REQUIRED WORK:
Among the entries below, the lines from the one with "of the steep" up to and including the one with "of the woman" are to be restated exactly, without pictures.

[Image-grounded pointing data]
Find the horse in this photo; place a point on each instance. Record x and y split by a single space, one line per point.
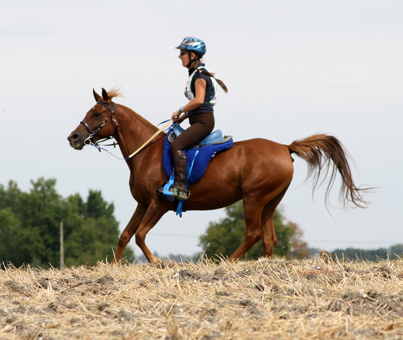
257 171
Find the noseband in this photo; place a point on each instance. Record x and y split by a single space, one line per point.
94 131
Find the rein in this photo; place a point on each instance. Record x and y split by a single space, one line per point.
98 128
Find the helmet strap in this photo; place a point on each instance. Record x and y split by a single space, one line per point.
191 61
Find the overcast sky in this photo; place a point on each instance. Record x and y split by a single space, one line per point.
293 68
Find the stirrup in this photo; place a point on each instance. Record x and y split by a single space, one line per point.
179 194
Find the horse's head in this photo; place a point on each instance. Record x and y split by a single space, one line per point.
98 123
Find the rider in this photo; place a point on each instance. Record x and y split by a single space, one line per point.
201 92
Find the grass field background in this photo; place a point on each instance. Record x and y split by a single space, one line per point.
265 299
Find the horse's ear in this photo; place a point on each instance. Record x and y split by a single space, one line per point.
105 95
96 96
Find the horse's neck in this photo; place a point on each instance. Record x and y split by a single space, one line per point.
133 131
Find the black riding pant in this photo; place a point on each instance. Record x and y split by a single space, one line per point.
201 126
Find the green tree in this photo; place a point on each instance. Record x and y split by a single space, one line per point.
30 221
225 236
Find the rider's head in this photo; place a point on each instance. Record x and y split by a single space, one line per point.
194 47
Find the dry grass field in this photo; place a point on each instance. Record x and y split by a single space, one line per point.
266 299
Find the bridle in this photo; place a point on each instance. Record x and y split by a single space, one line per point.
95 130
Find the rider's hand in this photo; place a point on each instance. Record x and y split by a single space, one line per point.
176 115
178 118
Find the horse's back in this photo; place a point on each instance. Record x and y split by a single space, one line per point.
257 166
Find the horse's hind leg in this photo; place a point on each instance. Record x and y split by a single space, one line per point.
154 212
253 233
129 231
269 239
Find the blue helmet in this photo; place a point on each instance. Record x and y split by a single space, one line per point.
193 45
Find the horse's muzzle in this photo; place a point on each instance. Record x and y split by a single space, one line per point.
76 140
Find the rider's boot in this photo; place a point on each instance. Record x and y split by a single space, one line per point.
179 187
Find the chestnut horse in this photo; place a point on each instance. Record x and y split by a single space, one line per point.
258 171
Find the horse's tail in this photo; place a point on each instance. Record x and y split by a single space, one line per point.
326 154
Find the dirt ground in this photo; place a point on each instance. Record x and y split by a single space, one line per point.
265 299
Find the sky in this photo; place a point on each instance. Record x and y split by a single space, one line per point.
292 68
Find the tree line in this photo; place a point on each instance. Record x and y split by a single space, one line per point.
30 226
30 229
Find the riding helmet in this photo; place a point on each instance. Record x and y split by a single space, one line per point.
193 45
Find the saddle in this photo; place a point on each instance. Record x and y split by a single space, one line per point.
198 158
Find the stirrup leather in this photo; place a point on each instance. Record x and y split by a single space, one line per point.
179 194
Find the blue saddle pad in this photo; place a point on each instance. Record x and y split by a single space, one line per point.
205 155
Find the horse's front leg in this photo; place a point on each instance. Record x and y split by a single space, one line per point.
154 212
129 231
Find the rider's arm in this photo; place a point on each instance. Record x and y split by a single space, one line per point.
200 89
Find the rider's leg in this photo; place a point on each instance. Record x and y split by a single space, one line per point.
201 127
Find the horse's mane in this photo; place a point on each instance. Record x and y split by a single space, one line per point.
115 92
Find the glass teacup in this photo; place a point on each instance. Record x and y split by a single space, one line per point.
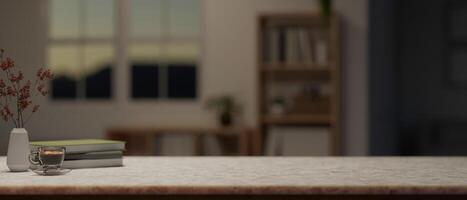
48 157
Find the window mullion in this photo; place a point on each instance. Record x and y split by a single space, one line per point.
81 83
121 77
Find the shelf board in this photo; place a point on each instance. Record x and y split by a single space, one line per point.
295 68
324 119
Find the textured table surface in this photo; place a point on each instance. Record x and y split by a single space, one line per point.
252 175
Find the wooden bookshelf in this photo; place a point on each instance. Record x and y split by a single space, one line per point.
273 69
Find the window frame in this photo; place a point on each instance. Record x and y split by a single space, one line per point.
121 69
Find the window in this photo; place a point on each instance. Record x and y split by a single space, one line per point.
81 46
162 47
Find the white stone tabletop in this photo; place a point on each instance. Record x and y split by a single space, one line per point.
252 175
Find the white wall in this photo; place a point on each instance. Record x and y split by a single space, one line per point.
228 67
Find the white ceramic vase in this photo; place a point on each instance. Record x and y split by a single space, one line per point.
18 150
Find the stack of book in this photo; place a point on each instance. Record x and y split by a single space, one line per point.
88 153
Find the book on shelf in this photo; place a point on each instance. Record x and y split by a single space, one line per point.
288 45
82 145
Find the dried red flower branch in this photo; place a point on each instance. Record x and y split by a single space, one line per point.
14 94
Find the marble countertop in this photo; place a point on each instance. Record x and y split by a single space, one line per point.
252 175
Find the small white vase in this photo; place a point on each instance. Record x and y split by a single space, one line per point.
18 150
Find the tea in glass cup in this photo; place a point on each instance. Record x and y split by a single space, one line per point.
48 157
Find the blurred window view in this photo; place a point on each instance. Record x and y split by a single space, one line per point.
164 50
162 47
81 48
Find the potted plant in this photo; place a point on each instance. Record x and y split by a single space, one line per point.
17 107
225 106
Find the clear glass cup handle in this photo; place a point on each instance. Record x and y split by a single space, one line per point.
34 158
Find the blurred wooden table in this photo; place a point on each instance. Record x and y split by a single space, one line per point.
141 140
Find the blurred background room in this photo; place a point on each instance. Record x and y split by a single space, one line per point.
247 77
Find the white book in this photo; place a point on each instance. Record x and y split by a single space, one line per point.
291 48
92 163
82 145
305 46
273 50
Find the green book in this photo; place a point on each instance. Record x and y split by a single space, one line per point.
83 145
94 155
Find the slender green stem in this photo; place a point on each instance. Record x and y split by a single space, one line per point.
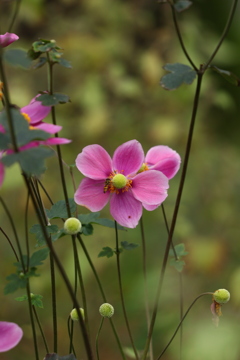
32 321
41 330
121 293
101 291
225 31
18 3
179 325
62 271
10 243
180 36
175 213
98 333
144 258
54 304
78 267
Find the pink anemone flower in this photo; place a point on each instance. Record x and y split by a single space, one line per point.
7 39
117 180
10 335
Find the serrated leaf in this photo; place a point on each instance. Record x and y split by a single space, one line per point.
227 75
178 264
179 74
37 231
87 229
38 257
182 5
54 99
31 160
17 57
106 251
128 246
59 209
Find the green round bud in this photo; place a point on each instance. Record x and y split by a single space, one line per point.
72 226
106 310
221 296
74 315
119 181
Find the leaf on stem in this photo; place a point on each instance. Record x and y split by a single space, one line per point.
227 75
178 74
182 5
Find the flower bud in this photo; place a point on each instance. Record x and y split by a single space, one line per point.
74 315
106 310
221 296
72 226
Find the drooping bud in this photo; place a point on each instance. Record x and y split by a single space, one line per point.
221 296
72 226
106 310
74 315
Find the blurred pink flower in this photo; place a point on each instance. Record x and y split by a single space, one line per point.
7 39
10 335
117 180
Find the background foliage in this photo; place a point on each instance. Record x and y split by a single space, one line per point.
117 50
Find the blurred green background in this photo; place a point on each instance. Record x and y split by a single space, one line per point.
117 50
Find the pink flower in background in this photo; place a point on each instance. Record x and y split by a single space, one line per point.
117 180
10 335
7 39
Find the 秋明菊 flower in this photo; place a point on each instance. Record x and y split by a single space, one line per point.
117 180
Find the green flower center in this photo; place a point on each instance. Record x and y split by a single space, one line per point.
119 181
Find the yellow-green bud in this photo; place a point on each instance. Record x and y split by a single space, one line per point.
74 315
119 181
106 310
72 226
221 296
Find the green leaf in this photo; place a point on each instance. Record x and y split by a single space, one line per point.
15 282
38 257
128 246
182 5
178 264
54 99
179 74
59 209
65 63
17 57
227 75
31 160
87 229
106 251
179 249
37 231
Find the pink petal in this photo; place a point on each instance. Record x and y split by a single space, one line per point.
94 162
2 173
50 128
164 159
150 187
10 335
36 111
128 157
90 194
125 209
7 39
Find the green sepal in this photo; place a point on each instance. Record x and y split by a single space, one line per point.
59 209
178 74
17 57
54 99
182 5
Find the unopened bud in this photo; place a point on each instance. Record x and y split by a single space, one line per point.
72 226
106 310
221 296
74 315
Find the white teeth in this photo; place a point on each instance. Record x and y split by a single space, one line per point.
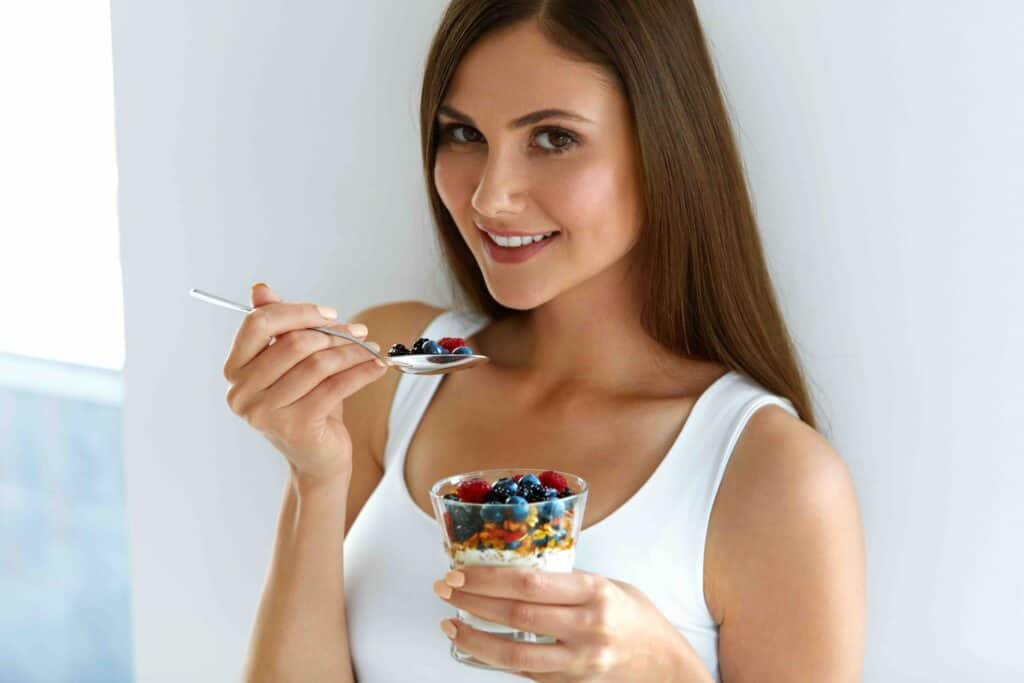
518 241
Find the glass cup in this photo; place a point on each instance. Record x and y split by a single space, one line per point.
541 535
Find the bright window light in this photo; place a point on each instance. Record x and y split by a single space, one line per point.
59 257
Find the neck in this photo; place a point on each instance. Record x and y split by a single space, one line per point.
588 338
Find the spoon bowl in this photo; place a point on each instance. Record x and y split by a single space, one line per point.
414 364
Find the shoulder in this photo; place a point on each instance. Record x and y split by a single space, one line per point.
386 324
784 555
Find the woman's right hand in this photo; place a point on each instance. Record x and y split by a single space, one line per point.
292 390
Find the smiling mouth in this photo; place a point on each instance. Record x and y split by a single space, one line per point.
516 241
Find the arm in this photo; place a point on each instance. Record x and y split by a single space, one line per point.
784 565
300 632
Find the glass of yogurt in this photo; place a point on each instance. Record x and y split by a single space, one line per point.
521 529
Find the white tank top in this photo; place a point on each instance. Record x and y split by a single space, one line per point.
393 551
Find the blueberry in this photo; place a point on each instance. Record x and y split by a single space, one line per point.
466 521
551 509
418 345
520 507
531 478
493 513
532 491
397 349
504 487
492 497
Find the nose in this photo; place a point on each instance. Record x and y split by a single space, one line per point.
502 187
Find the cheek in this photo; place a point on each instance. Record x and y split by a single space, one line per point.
595 201
454 180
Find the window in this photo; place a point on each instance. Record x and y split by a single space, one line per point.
65 600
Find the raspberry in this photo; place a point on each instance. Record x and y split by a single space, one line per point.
553 479
473 491
451 343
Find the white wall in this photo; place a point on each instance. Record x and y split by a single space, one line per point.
259 140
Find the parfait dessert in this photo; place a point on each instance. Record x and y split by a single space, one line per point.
521 517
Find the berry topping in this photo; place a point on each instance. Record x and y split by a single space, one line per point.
466 521
528 477
551 509
520 509
451 343
397 349
493 513
530 488
504 487
418 345
473 491
553 479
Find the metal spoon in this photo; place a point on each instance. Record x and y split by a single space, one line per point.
419 364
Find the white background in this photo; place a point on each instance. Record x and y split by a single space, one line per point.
884 144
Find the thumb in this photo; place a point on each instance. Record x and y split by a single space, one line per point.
261 295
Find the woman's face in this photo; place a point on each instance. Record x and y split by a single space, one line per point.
557 173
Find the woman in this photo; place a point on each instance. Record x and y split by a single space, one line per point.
638 344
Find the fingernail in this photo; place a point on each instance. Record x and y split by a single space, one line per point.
455 579
449 628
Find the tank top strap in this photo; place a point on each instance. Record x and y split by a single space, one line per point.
413 393
709 440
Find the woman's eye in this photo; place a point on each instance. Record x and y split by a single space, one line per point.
452 129
558 140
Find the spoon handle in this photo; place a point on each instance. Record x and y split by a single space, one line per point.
227 303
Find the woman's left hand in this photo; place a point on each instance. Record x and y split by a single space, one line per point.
606 630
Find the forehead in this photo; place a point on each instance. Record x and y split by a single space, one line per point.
518 70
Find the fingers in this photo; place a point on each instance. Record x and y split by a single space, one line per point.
563 623
269 321
314 369
570 588
511 654
331 392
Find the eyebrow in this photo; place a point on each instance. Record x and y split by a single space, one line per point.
521 122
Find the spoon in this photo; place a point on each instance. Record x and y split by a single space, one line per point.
417 364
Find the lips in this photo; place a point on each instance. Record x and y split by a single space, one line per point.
515 254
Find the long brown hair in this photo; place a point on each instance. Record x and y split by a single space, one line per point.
709 293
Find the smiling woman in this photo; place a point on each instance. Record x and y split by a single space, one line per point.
593 213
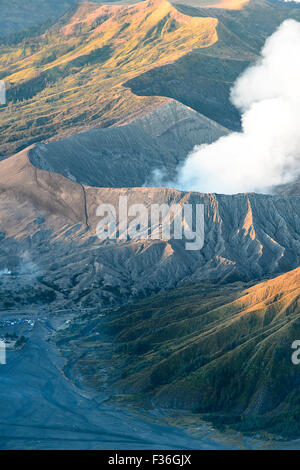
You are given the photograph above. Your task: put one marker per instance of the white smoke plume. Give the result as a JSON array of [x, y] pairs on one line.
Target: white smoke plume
[[2, 92], [267, 150]]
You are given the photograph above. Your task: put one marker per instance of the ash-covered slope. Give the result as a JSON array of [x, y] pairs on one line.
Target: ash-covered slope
[[126, 155], [71, 77], [223, 350], [53, 220]]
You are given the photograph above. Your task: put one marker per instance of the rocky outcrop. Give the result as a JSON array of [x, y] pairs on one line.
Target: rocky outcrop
[[247, 236]]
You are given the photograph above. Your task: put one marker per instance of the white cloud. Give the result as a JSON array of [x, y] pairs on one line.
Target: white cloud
[[267, 151]]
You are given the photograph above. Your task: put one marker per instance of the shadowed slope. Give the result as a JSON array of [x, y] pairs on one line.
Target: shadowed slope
[[217, 349], [72, 75]]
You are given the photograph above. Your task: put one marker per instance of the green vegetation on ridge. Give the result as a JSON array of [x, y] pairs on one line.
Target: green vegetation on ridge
[[222, 351]]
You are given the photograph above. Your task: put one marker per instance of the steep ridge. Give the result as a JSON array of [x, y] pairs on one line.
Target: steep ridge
[[126, 155], [54, 219], [210, 73], [73, 74], [223, 352]]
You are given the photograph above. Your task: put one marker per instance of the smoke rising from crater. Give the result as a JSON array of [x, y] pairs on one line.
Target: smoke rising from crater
[[267, 150]]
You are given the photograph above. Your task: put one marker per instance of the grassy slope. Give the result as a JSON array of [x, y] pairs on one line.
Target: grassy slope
[[222, 350], [210, 74], [73, 74], [18, 15]]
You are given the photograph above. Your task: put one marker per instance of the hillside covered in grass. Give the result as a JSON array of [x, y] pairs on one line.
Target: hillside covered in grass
[[223, 352], [72, 75]]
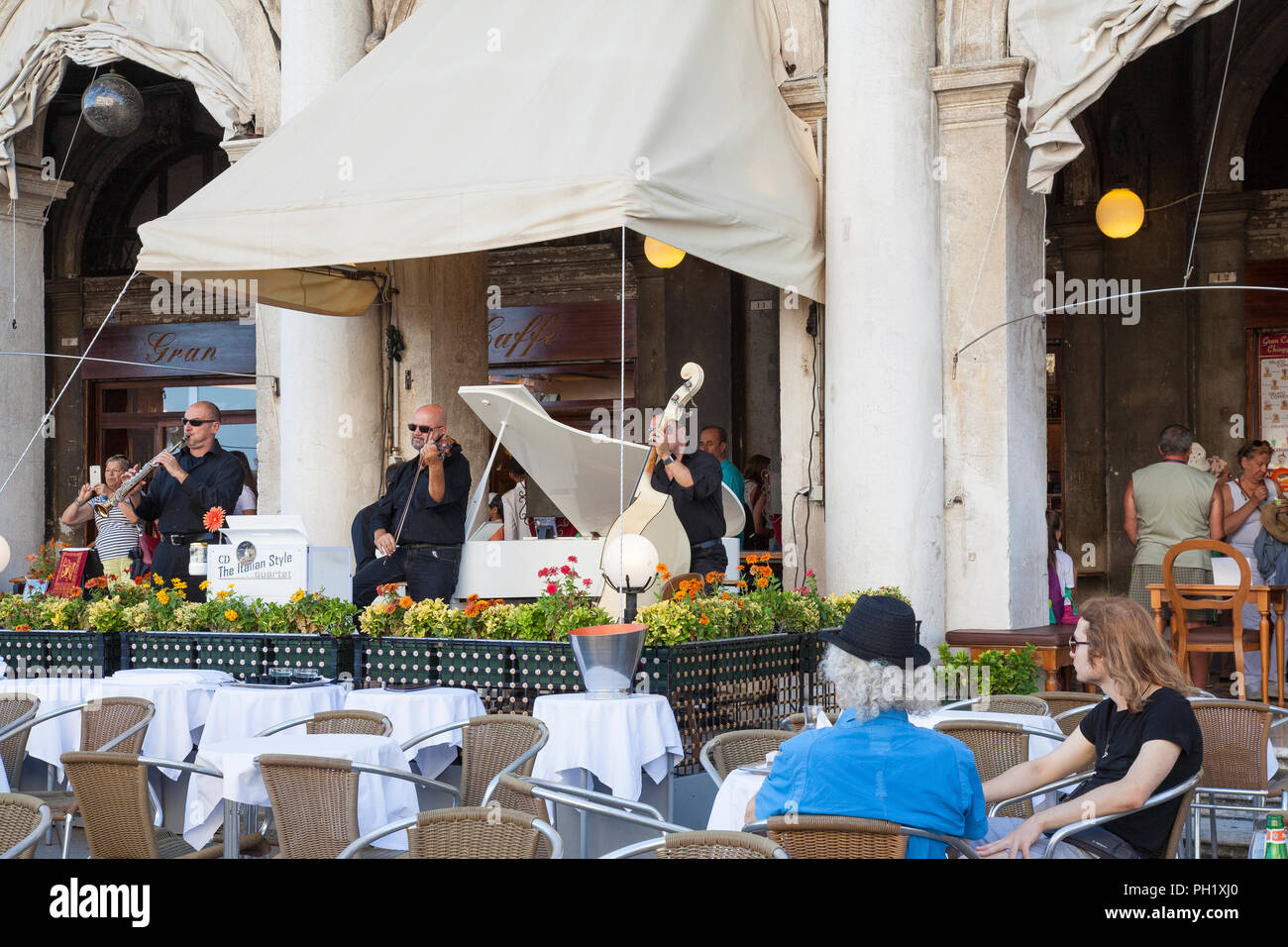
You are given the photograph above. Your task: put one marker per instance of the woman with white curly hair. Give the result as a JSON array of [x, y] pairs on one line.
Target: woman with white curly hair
[[874, 763]]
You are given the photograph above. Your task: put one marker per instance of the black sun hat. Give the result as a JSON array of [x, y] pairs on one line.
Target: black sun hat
[[880, 628]]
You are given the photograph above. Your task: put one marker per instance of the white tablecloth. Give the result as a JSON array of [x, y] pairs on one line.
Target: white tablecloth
[[168, 733], [380, 799], [244, 711], [612, 738], [415, 711]]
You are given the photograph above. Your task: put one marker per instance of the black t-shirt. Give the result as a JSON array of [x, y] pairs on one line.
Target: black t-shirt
[[699, 508], [1119, 736]]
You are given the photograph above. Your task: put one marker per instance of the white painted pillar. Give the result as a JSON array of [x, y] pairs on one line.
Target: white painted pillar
[[22, 380], [329, 412], [884, 361]]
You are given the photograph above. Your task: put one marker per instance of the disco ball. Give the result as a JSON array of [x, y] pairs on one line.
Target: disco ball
[[112, 106]]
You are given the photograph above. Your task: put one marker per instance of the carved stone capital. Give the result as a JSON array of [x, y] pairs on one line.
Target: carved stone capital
[[980, 93]]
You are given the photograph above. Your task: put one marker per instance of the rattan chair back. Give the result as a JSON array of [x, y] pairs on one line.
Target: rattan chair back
[[1234, 742], [743, 748], [20, 817], [488, 745], [716, 845], [1060, 701], [314, 802], [110, 716], [997, 748], [369, 723], [112, 793], [473, 832], [836, 836], [1013, 703], [16, 706]]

WRITTEN ANSWER:
You are given the photograph above. Your task: put one marker per instance of the steep ridge. Give the result as a JSON array of [x, y] pairs on one line.
Target: steep ridge
[[126, 155], [54, 219], [210, 73], [73, 74], [223, 352]]
You are given the photograph above. Your task: put one marker per instance of the smoke rising from crater. Give the result as a JSON array of [x, y] pairs on one line.
Target: smoke rising from crater
[[267, 150]]
You are given the photograph above. Your task: put one marker per instance of the grassy slope. Give the result as a JSON array of [x, y] pairs on one line.
Target: grassy slope
[[222, 350], [210, 74], [73, 74], [18, 15]]
You are given the photograph above. Your task: put one marker per instance of the hillside covered in grass. Give the result as a JSON array of [x, y] pairs on one line.
Target: hillside covered in grass
[[223, 352], [72, 75]]
You are given the photograph above. Your task: put one marker per instance of the woman with white curly hair. Give the result as a JSON array of [x, y] pairs on one line.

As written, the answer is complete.